======== Records for this task

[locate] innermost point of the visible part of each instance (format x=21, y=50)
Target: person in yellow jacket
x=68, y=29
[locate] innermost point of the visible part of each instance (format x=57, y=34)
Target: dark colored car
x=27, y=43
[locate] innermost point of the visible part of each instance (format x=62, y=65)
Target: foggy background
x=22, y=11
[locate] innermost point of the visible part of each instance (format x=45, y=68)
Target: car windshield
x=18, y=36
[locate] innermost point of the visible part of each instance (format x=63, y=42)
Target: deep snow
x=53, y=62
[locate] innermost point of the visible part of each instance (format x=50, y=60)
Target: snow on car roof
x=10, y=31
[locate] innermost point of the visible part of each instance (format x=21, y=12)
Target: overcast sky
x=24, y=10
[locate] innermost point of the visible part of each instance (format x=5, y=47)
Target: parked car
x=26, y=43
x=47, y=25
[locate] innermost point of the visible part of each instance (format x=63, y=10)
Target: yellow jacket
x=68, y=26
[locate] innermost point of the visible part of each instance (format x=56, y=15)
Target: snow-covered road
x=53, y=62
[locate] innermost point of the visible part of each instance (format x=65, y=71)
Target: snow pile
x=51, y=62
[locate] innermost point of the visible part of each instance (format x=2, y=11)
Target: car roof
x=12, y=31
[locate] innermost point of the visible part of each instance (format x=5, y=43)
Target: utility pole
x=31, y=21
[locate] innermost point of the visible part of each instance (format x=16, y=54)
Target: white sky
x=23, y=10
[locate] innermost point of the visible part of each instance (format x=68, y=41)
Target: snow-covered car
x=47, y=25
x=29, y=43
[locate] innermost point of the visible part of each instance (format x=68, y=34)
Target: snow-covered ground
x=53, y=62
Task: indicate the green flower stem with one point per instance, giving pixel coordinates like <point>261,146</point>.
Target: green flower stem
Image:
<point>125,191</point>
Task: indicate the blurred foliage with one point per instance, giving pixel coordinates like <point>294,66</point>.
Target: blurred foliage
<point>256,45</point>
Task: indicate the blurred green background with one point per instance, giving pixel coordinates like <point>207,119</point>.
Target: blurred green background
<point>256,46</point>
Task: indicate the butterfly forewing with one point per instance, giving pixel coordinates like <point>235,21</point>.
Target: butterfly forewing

================

The answer should be an exact copy of the lines from the one containing "Task: indicate the blurred green" through the last line of the entries, both included.

Task: indicate the blurred green background with one point per instance, giving pixel coordinates like <point>207,119</point>.
Target: blurred green background
<point>256,46</point>
Task: indicate the butterfly forewing with one point per instance, giving pixel coordinates like <point>235,21</point>.
Target: butterfly forewing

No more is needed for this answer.